## About this exercise
Print out the records precisely, keeping each line identical to its source.

>>>

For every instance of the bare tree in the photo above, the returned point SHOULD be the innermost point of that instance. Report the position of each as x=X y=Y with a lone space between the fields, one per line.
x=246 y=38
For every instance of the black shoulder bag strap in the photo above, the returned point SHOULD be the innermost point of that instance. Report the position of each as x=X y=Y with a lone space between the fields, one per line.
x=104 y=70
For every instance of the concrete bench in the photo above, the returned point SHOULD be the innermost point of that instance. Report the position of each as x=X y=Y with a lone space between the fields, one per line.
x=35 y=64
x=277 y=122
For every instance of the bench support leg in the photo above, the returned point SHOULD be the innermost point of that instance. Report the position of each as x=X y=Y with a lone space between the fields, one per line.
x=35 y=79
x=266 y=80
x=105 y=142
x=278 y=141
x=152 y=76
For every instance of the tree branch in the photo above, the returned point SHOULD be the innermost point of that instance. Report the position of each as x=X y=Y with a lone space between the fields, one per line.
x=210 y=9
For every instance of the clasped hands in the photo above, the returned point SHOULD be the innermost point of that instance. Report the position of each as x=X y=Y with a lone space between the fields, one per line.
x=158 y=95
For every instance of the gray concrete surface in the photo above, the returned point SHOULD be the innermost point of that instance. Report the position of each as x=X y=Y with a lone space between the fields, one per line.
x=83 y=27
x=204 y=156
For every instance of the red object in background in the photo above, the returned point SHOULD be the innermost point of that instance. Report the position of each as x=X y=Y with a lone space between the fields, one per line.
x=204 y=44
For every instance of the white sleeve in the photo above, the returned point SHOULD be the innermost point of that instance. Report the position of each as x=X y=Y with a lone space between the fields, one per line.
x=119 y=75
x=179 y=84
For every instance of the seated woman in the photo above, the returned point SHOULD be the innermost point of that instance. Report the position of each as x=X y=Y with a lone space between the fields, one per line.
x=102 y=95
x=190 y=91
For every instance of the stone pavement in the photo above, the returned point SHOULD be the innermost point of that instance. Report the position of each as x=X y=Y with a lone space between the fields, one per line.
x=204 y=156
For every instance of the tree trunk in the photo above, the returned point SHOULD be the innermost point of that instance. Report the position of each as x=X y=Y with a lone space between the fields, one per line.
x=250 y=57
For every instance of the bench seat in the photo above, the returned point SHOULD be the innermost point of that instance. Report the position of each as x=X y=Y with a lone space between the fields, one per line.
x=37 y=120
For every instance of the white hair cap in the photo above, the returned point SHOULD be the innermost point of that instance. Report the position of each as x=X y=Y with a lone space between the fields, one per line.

<<<

## Expected output
For every instance of the bare tree in the photo above, the returned point SHOULD be the innermost point of that instance. Report the position of each as x=X y=Y with a lone space between the fields, one per line.
x=246 y=38
For every instance of the black shoulder bag strap in the photo above, the returned point SHOULD be the innermost point of that instance. Report the position of each as x=X y=Y with a lone space between the fields, one per line.
x=104 y=70
For every instance of the concrete bench in the photo above, the returned point SHOULD be the innermost point of that instance. Report the position of each as x=X y=Y with a lone space between the fields, one per line.
x=35 y=64
x=277 y=122
For every instance of the bench support leg in the photo above, the returned point SHOULD be the innermost point of that instance. Report the position of each as x=X y=Y with a lone space between the fields, one per line.
x=35 y=79
x=266 y=80
x=105 y=142
x=278 y=141
x=152 y=76
For every instance of the tree branch in the photo above, the returned point SHOULD be the innermost point of that instance. Report the position of each as x=X y=Y with a lone space between the fields, one per line.
x=210 y=9
For every instance of the clasped hands in the photo above, the returned point SHOULD be the innermost point of that instance. Report the position of each as x=X y=Y with a lone space between the fields, one per line.
x=158 y=95
For every instance of the gray concrete surface in the photo above, the returned point SHOULD be the innermost point of that instance. Report the position of each as x=X y=Y with a lone space between the fields, one per line.
x=83 y=27
x=204 y=156
For every instance of the red object in background in the photo above, the returned point SHOULD be the innermost point of that instance. Report the position of each as x=X y=Y with a lone space between the fields, one per line.
x=204 y=44
For every instance of the white sleeve in the photo above, the returned point SHOULD be the innermost point of that instance. Report the position of each as x=X y=Y with a lone space between the fields, one per line.
x=119 y=75
x=179 y=84
For every instance of the seated woman in the photo above, the returned point SHOULD be the innermost point of that instance. Report the position of each as x=X y=Y with a lone space between the fields, one per line.
x=102 y=95
x=190 y=91
For every instance of the stone pavement in the photo above, the returned point SHOULD be the innermost point of that instance. Report the position of each as x=X y=Y with a lone space between the fields, one per line.
x=204 y=156
For every instance of the tree trunk in the photo above, the returned point SHOULD be the innermost point of that instance. Report the position of each as x=X y=Y with a lone space between the fields, one per line.
x=250 y=57
For every instance of the bench seat in the photo above, the returned point SHOULD be the innermost point of that instance. Report the position of each as x=X y=Y with a lone space between the fields, one per line.
x=37 y=120
For every instance of the white hair cap in the photo above, the returned point SHOULD be the innermost point of that instance. Report the position of each as x=X y=Y with a lone space between the fields, one per line.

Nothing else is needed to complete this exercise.